* _TASK MATERIAL_
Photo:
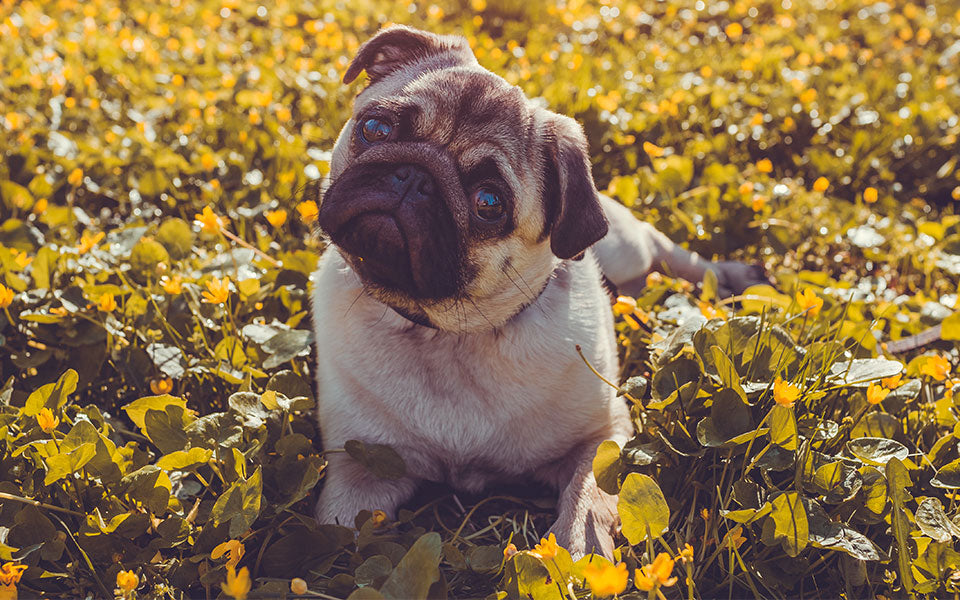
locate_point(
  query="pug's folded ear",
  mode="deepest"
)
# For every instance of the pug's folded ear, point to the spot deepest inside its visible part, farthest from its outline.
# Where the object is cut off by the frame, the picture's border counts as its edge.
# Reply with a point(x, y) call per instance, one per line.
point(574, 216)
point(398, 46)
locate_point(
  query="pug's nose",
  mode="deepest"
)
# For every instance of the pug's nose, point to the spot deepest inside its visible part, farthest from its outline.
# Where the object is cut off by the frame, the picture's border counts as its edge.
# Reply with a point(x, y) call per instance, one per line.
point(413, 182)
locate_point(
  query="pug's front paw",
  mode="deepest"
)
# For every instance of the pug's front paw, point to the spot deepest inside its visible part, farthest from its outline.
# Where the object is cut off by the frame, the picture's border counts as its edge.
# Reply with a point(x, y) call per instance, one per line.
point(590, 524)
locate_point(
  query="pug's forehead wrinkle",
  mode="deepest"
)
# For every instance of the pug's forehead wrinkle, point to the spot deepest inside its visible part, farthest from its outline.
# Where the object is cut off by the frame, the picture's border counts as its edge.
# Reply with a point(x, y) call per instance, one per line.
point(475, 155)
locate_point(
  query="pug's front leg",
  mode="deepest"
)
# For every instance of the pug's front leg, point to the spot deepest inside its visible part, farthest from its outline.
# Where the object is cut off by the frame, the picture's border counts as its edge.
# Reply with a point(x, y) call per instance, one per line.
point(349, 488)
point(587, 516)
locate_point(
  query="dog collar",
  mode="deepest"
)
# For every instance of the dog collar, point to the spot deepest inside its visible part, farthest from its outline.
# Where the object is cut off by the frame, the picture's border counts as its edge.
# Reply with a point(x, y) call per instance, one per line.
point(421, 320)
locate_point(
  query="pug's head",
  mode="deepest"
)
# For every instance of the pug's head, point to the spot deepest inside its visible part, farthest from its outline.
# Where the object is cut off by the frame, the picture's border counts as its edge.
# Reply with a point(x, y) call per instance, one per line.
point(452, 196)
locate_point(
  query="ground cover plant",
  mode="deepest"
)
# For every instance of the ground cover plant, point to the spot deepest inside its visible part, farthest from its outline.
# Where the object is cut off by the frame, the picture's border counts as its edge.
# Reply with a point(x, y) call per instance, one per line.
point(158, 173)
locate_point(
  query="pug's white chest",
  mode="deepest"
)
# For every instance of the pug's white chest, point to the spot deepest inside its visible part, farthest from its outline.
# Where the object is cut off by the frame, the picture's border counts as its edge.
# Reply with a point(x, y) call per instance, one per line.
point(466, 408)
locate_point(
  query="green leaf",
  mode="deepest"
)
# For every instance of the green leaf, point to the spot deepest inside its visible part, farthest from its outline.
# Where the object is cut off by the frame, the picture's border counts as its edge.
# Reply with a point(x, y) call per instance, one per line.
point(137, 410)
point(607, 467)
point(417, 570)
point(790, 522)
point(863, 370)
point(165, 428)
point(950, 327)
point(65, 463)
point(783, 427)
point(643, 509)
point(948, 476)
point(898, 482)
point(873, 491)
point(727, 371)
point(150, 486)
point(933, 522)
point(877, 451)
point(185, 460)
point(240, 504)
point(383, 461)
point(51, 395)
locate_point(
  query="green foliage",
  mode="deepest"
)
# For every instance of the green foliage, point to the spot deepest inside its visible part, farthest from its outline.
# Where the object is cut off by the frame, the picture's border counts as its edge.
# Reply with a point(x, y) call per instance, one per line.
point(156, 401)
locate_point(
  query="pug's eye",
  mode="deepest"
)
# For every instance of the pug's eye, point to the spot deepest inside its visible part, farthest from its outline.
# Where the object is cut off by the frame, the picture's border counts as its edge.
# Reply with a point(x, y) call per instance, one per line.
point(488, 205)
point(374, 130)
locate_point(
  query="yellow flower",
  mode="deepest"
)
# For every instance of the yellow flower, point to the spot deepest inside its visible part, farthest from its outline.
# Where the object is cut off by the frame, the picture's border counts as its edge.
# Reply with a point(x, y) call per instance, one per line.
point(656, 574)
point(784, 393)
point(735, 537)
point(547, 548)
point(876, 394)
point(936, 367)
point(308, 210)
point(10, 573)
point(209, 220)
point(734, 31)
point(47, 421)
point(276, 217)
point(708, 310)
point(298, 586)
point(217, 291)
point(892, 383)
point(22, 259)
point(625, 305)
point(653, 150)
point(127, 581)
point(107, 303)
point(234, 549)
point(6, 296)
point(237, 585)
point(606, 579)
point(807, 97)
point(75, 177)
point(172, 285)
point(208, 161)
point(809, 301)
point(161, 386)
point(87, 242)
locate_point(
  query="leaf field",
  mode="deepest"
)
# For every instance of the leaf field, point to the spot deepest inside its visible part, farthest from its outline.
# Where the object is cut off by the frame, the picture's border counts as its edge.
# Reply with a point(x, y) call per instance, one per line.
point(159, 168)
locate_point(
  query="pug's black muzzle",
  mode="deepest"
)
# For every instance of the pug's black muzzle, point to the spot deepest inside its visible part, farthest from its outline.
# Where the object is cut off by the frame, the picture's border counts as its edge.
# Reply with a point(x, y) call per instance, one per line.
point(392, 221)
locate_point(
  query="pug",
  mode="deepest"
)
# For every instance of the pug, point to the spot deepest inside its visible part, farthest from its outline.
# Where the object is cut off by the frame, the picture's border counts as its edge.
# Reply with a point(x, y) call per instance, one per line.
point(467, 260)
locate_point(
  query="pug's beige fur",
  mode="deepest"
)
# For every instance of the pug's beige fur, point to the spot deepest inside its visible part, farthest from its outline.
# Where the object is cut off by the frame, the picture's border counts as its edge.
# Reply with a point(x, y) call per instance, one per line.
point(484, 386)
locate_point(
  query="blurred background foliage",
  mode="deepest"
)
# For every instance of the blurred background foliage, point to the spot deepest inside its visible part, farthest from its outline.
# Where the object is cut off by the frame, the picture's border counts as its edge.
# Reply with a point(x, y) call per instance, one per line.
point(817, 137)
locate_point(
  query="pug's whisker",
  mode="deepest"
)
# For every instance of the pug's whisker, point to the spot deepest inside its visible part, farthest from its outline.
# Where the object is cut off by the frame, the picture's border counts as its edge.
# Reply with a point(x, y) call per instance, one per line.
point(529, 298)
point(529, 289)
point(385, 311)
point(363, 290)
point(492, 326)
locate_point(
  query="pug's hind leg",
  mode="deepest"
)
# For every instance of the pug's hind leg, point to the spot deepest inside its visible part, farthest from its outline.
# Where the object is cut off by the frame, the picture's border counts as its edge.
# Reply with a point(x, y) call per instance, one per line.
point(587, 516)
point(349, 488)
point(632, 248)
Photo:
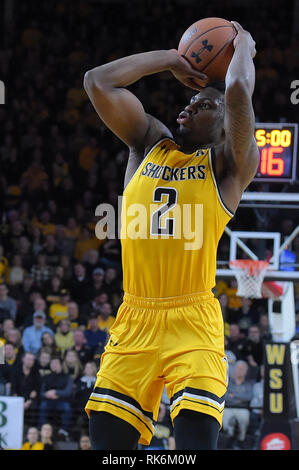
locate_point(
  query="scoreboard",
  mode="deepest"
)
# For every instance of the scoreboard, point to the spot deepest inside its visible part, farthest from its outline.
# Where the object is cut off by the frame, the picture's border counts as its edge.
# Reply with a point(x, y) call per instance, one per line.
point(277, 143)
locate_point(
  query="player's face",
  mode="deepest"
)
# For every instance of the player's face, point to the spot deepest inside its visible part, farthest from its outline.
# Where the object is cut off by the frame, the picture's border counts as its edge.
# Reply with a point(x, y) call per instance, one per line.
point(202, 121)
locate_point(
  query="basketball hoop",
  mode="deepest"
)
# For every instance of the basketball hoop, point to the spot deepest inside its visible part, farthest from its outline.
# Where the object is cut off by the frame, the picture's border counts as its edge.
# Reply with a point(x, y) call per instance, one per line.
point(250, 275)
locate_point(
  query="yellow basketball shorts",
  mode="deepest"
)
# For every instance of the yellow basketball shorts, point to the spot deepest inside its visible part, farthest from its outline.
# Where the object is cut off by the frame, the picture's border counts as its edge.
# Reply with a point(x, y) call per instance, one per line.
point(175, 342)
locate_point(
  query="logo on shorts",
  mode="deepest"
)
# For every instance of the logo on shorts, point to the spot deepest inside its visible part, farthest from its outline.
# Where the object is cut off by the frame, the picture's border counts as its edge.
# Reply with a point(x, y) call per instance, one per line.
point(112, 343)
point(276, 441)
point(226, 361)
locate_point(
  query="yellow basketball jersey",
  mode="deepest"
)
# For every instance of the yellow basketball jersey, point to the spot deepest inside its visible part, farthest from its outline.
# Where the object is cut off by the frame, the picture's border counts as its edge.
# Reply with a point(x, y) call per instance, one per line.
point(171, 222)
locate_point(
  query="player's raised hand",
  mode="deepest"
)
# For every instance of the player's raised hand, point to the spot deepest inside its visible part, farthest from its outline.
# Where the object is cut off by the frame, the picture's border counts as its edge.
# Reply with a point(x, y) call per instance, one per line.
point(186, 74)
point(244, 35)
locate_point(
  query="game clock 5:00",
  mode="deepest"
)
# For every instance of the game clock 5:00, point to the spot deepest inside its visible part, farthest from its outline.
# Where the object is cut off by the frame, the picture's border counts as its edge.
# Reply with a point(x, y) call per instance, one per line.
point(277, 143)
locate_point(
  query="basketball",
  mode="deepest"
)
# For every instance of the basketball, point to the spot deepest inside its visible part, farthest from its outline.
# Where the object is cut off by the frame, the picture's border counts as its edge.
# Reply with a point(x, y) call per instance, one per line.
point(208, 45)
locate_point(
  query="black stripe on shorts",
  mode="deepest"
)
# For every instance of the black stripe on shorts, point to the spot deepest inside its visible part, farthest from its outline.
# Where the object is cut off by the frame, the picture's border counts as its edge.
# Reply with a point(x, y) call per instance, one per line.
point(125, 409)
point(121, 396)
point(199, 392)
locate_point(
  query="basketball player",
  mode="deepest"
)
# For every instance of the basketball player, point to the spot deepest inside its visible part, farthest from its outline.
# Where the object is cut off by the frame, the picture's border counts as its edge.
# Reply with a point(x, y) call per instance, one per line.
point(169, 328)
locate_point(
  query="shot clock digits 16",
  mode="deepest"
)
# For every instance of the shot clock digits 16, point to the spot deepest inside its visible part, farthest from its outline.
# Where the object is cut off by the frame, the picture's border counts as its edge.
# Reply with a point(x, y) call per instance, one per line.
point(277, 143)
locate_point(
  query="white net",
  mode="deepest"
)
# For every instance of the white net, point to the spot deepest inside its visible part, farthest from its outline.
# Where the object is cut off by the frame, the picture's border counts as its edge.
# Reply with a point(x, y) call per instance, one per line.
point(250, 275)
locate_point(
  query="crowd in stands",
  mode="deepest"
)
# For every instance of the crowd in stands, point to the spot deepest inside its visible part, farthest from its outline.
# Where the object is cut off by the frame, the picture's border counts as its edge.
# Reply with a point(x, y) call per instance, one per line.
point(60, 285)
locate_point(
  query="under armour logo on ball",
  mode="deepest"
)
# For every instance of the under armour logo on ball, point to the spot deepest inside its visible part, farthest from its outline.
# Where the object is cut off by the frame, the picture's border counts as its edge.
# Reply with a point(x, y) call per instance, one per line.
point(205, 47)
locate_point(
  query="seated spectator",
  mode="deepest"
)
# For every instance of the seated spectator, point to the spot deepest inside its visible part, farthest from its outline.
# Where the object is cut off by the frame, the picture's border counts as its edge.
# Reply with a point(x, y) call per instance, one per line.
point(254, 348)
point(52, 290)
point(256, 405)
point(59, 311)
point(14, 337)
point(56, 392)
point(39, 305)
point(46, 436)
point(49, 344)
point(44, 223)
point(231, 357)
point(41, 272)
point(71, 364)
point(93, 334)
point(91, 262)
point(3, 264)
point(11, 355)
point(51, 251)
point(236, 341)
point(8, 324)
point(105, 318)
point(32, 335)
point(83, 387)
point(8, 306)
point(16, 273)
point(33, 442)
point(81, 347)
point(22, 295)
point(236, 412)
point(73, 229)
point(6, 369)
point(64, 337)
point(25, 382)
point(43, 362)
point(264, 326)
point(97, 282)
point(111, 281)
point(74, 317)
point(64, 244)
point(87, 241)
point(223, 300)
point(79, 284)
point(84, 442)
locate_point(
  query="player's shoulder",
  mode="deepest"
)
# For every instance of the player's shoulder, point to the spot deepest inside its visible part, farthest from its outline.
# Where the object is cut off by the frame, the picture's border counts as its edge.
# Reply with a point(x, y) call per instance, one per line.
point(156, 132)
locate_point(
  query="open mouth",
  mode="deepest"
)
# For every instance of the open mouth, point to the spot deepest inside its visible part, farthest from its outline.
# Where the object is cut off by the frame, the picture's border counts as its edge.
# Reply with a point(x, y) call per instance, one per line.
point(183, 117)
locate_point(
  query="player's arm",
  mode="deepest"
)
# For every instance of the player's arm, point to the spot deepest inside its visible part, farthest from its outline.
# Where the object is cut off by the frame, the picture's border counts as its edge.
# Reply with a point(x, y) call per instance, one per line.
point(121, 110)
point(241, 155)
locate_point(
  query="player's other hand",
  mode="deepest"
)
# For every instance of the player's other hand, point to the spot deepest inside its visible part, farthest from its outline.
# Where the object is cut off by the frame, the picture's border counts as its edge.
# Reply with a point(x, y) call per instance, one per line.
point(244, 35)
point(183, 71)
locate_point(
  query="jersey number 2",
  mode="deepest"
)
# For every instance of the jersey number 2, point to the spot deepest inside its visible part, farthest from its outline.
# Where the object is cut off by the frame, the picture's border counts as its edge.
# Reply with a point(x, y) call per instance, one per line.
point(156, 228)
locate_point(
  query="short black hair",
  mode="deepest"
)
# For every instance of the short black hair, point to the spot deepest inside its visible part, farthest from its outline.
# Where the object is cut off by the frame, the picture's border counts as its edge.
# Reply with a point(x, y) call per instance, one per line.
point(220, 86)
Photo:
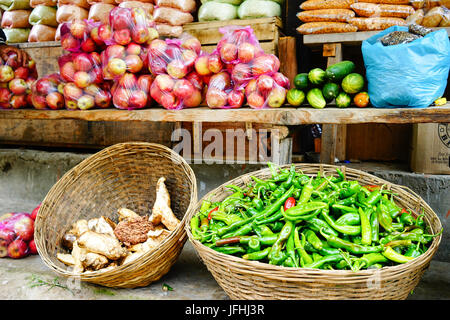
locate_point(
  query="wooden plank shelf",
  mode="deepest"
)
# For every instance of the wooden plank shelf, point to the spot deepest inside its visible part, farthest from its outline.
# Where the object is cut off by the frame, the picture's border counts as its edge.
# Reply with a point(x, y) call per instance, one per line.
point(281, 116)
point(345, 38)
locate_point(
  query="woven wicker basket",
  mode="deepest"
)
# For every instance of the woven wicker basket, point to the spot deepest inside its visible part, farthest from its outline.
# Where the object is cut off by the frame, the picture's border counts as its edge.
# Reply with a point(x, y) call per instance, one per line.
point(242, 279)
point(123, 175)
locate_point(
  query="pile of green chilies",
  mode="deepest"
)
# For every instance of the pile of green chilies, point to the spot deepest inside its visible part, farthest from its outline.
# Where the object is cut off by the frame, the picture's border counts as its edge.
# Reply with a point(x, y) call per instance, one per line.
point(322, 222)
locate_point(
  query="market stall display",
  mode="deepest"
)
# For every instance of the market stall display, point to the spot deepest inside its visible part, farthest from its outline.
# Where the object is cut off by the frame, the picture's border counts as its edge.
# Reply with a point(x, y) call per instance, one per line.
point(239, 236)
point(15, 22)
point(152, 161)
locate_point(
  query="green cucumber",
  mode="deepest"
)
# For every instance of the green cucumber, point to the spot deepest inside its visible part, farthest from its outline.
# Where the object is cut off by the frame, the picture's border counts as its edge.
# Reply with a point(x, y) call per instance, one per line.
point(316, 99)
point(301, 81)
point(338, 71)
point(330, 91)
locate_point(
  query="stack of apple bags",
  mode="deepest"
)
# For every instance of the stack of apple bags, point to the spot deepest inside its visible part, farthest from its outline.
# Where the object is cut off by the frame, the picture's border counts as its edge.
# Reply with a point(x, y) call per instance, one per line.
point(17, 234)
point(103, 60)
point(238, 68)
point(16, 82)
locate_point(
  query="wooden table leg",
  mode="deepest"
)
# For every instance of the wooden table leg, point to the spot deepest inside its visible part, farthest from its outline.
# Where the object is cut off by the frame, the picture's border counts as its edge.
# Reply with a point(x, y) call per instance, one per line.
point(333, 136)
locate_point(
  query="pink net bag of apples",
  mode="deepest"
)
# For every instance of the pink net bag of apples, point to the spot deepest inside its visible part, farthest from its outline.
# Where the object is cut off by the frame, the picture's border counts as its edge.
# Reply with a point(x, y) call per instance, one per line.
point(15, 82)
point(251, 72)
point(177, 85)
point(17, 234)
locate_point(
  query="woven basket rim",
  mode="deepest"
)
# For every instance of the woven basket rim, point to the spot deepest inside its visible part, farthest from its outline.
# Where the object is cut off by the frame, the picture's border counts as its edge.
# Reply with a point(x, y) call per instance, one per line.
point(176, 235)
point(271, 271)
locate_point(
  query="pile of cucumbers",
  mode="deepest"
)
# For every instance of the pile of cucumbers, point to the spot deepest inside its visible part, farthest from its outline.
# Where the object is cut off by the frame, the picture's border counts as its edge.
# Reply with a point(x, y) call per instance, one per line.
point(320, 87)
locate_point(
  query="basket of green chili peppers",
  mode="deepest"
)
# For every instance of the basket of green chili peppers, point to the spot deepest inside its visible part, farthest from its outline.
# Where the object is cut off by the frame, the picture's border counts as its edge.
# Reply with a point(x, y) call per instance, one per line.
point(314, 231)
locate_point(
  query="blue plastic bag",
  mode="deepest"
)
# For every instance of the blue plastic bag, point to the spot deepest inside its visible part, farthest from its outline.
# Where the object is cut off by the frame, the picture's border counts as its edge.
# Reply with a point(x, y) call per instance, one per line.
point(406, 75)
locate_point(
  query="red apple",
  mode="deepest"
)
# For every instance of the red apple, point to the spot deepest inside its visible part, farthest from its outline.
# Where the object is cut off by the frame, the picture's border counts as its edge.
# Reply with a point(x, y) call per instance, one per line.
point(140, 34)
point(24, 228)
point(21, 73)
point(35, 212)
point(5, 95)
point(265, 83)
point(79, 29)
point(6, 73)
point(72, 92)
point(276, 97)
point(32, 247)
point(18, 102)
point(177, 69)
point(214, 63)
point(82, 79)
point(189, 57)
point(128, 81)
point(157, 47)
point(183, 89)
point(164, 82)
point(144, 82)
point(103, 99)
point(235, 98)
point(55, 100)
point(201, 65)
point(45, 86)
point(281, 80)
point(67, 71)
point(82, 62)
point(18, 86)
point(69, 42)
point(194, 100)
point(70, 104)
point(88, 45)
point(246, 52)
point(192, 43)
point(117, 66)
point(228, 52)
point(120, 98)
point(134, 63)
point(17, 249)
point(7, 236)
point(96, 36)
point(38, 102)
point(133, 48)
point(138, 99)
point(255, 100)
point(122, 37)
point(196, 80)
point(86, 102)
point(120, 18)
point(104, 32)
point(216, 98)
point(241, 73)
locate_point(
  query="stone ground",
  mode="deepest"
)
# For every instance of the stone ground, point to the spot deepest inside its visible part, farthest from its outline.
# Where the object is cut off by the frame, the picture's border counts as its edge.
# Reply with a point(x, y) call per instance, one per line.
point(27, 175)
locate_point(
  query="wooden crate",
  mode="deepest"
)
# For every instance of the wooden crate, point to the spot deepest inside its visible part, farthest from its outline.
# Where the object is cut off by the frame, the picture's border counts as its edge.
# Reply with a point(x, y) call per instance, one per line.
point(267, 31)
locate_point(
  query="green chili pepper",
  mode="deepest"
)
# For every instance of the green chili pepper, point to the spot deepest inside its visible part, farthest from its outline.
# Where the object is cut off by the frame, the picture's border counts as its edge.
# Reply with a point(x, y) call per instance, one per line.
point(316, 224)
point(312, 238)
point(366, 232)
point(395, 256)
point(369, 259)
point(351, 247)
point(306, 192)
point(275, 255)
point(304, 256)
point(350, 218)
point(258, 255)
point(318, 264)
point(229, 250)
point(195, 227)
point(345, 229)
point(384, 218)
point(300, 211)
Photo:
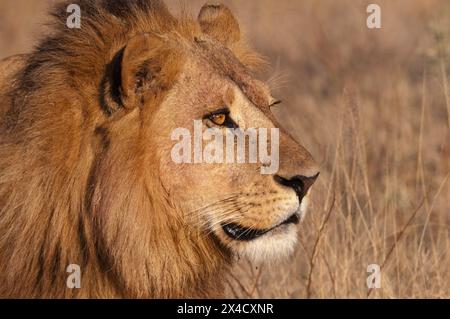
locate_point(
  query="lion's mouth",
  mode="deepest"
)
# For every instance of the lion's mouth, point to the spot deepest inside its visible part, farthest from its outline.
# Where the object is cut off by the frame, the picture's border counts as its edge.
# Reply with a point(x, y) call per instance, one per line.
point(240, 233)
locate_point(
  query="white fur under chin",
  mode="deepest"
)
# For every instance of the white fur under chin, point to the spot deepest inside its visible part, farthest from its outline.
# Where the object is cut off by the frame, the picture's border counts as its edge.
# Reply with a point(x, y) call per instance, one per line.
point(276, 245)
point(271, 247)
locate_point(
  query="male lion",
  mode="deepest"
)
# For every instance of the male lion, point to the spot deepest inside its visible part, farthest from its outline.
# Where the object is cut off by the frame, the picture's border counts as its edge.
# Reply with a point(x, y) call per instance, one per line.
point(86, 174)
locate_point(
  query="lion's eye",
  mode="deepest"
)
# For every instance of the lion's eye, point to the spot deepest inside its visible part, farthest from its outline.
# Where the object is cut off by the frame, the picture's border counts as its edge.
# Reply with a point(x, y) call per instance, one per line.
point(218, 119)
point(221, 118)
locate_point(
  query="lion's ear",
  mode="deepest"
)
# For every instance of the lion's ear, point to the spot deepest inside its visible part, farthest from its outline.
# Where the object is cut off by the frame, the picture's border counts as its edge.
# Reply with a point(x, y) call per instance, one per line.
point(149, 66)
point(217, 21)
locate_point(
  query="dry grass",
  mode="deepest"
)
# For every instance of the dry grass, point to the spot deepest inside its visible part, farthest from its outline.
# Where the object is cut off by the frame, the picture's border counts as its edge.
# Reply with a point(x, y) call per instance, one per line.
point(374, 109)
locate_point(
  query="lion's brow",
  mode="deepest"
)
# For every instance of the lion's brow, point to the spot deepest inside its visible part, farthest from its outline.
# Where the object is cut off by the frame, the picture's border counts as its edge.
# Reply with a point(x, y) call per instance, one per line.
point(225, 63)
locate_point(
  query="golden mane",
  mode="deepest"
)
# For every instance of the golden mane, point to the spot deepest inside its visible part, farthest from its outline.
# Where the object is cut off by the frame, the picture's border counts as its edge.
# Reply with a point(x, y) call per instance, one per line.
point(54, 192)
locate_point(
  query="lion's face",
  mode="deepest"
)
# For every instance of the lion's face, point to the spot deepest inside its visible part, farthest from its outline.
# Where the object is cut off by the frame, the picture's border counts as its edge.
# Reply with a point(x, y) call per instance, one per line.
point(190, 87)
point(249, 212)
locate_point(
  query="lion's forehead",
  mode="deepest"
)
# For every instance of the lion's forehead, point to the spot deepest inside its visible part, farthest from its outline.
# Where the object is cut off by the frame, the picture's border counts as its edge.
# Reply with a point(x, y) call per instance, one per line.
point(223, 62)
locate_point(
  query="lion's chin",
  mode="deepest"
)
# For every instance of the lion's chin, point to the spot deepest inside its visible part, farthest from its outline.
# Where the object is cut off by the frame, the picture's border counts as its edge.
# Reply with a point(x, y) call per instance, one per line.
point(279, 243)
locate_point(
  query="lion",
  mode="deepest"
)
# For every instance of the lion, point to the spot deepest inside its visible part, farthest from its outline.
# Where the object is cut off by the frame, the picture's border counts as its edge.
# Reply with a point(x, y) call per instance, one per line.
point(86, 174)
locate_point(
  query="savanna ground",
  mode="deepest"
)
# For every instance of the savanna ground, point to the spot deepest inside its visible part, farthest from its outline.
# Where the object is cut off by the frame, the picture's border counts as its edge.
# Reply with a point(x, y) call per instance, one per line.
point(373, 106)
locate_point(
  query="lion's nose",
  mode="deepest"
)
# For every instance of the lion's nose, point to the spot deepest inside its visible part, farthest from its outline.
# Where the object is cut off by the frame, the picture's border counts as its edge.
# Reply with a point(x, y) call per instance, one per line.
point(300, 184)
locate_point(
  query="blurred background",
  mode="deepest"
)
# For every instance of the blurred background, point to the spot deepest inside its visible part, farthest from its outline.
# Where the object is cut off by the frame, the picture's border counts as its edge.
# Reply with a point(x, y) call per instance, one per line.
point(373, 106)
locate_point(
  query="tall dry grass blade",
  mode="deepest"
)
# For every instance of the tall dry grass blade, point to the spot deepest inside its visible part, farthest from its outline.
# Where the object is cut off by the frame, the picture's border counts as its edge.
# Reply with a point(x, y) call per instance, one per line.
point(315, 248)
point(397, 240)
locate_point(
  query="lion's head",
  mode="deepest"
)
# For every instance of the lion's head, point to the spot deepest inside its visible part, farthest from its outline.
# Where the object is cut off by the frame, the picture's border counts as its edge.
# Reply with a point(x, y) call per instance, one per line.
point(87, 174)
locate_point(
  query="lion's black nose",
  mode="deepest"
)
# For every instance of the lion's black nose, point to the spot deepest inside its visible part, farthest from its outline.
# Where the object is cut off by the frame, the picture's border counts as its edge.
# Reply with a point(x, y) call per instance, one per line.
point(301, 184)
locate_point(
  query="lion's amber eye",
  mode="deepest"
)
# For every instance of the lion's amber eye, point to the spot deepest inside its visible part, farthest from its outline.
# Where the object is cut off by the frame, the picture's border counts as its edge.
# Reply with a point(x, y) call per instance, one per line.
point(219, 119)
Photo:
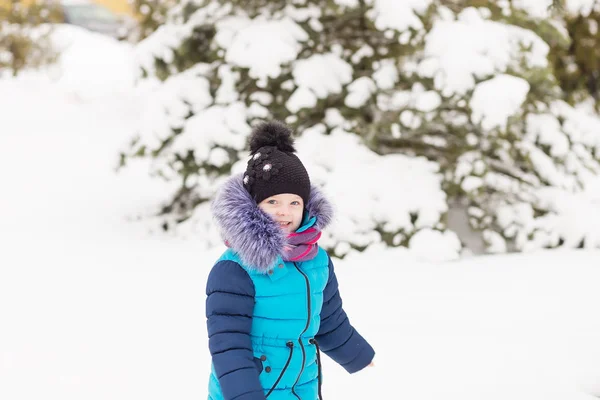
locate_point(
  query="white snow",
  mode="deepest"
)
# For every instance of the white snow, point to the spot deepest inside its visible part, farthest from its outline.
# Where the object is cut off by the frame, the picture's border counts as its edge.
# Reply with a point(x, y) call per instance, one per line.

* _REQUIREMENT_
Rewrite the entries starting at the beginning and ending at the line that contains "point(398, 46)", replacing "folded" with "drooping" and leaving everything else as it is. Omit the pictures from your answer.

* _RIGHT ANSWER_
Photo:
locate_point(
  query="pug's drooping ear",
  mode="deepest"
)
# For every instance of the pug's drooping ear, point to the spot deepest inside its visible part, farthest from its outline.
# Where the object is cut off by the frame, the picture's border counts as its edge.
# Reply with a point(x, y) call per instance, one per line.
point(574, 216)
point(398, 46)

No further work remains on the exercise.